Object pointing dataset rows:
* begin *

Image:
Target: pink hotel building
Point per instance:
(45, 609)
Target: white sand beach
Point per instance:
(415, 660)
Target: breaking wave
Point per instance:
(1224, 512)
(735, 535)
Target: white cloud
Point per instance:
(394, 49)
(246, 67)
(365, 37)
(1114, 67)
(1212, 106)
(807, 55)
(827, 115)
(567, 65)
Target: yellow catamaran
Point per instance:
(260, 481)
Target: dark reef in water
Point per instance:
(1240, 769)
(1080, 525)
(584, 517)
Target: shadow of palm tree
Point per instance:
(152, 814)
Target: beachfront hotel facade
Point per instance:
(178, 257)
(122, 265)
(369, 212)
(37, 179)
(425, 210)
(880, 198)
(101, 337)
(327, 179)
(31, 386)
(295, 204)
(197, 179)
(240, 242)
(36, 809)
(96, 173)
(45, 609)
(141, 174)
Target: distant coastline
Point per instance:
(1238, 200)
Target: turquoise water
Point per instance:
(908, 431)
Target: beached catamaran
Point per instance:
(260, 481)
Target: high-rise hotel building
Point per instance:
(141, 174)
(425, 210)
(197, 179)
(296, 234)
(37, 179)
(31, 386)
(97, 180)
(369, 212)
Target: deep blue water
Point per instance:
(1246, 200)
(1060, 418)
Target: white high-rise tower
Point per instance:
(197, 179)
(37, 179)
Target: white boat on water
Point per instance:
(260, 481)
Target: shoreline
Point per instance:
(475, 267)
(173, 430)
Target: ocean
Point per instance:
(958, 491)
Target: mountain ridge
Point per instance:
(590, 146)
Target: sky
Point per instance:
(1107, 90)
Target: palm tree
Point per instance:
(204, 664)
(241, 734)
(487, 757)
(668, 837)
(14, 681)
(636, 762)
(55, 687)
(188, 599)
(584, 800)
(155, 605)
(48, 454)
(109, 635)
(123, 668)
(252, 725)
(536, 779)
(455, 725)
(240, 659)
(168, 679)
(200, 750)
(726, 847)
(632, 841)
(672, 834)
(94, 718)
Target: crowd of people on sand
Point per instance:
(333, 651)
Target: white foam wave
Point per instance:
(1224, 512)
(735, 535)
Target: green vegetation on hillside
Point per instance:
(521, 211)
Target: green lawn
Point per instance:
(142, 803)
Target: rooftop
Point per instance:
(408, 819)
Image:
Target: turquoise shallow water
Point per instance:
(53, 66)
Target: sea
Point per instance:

* end *

WHAT TO PRODUCE: Copy the lines above word for word, keeping every one of them without any change.

WORKED ANSWER:
Image:
Target: pink hotel building
Point per instance:
(45, 609)
Target: white sand beach
Point per instance:
(415, 660)
Target: breaking wave
Point per instance:
(1224, 512)
(735, 535)
Target: white cloud
Point per instance:
(394, 49)
(246, 67)
(365, 37)
(1114, 67)
(1212, 106)
(807, 55)
(827, 115)
(567, 65)
Target: yellow catamaran
Point per instance:
(260, 481)
Target: dark reef in water
Point per instance:
(1240, 769)
(1080, 525)
(584, 517)
Target: shadow of palm tree
Point per instance:
(152, 814)
Target: beachfront hotel facade
Point per instance:
(178, 257)
(122, 265)
(369, 212)
(37, 179)
(425, 210)
(880, 198)
(101, 337)
(327, 179)
(31, 386)
(295, 204)
(197, 179)
(240, 242)
(36, 809)
(96, 173)
(45, 609)
(141, 174)
Target: distant coastline
Point per instance:
(1238, 200)
Target: turquoise water
Point per instance:
(908, 431)
Target: beached catamaran
Point per instance:
(260, 481)
Target: high-rise hotel building
Point per instance:
(141, 174)
(425, 210)
(197, 179)
(296, 234)
(37, 179)
(31, 386)
(97, 180)
(369, 212)
Target: deep blue water
Point per instance:
(1246, 200)
(1060, 418)
Target: white high-rise tower
Point per instance:
(197, 179)
(37, 179)
Target: white boat on water
Point per instance:
(260, 481)
Target: shoreline
Point per instance:
(475, 267)
(173, 430)
Target: ocean
Point per instance:
(958, 491)
Target: mountain ridge
Point per instance:
(590, 146)
Target: sky
Point per instance:
(1107, 90)
Target: palm tree
Point per instance:
(204, 664)
(241, 734)
(487, 757)
(668, 837)
(14, 681)
(636, 762)
(55, 687)
(188, 599)
(584, 800)
(155, 605)
(48, 454)
(109, 635)
(123, 668)
(252, 725)
(536, 779)
(455, 725)
(240, 659)
(168, 679)
(200, 750)
(726, 847)
(632, 841)
(672, 834)
(94, 718)
Target: crowd of people on sand
Point per instance:
(333, 651)
Target: white foam wave
Point per instance:
(1224, 512)
(735, 535)
Target: green vegetation on hillside
Point per instance:
(521, 211)
Target: green lawn
Point per instance:
(142, 803)
Target: rooftop
Point per instance:
(408, 819)
Image:
Target: turquoise shallow water
Point per instance:
(53, 66)
Target: sea
Point per instance:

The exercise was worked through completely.